WRITTEN REQUEST:
Edit the data below by swapping each "even-odd" for "nonzero" and keeping everything else the same. Leave the pictures out of your answer.

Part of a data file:
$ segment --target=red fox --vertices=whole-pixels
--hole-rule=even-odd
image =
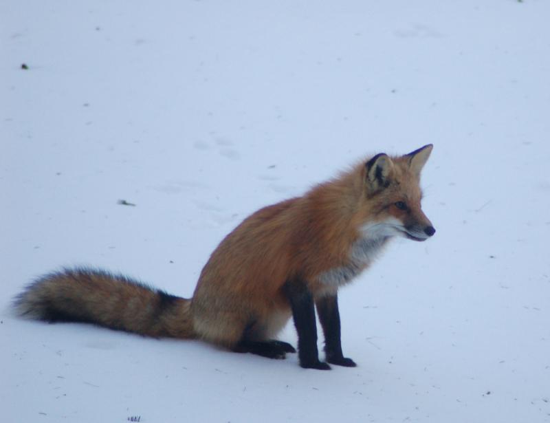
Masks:
[[[338,288],[393,237],[424,241],[435,233],[420,205],[420,172],[432,149],[377,154],[302,197],[253,213],[212,253],[190,299],[124,276],[76,268],[39,278],[15,307],[39,320],[202,339],[271,358],[296,352],[274,339],[292,316],[302,367],[354,367],[342,351]],[[327,362],[318,357],[316,307]]]

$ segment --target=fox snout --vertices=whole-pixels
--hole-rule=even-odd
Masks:
[[[426,241],[435,233],[435,228],[431,224],[427,225],[411,225],[405,226],[405,235],[413,241]]]

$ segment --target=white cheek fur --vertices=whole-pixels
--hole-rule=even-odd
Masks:
[[[377,257],[389,238],[404,236],[399,227],[403,227],[402,224],[394,218],[364,225],[360,230],[362,237],[351,246],[348,263],[322,273],[319,280],[333,287],[347,283]]]

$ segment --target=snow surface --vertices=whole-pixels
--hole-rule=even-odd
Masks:
[[[544,0],[0,3],[2,421],[550,421],[549,17]],[[340,294],[357,368],[9,308],[74,264],[189,296],[252,211],[430,142],[437,233]]]

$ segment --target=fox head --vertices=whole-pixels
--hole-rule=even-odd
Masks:
[[[369,207],[360,229],[364,237],[426,241],[435,233],[420,204],[420,173],[432,148],[426,145],[400,157],[382,153],[366,162],[362,174]]]

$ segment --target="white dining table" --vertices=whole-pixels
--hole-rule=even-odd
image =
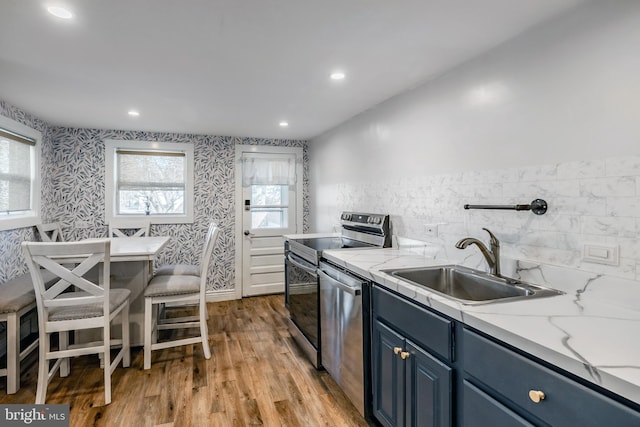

EXERCISE RESULT:
$ segment --target=red fox --vertices=whole-pixels
--hole-rule=nonzero
image =
Masks:
[[[338,288],[393,237],[424,241],[435,233],[420,205],[420,172],[432,149],[377,154],[302,197],[253,213],[212,253],[190,299],[124,276],[76,268],[39,278],[15,307],[39,320],[202,339],[271,358],[296,352],[274,339],[292,316],[302,367],[354,367],[342,351]],[[327,362],[318,357],[316,307]]]

$ segment --target=fox snout --vertices=whole-pixels
--hole-rule=nonzero
Masks:
[[[426,241],[435,233],[435,228],[431,224],[427,225],[411,225],[405,226],[405,235],[413,241]]]

$ segment --target=white cheek fur --vertices=whole-pixels
--hole-rule=nonzero
Masks:
[[[377,257],[389,238],[404,236],[399,227],[403,227],[402,224],[394,218],[364,225],[360,230],[362,237],[351,246],[348,263],[322,273],[319,280],[333,287],[347,283]]]

$ segment --target=snow surface --vertices=whole-pixels
--hole-rule=nonzero
Masks:
[[[544,0],[0,3],[2,421],[550,421],[549,17]],[[340,294],[357,368],[9,308],[74,264],[189,296],[252,211],[430,142],[437,233]]]

$ segment --target=fox head --vertices=whole-pixels
--hole-rule=nonzero
Masks:
[[[369,207],[360,229],[364,237],[426,241],[435,233],[420,204],[420,173],[432,148],[426,145],[400,157],[382,153],[366,162],[362,174]]]

$ segment --target="white dining table" --vertices=whole-pixels
--hole-rule=nonzero
image =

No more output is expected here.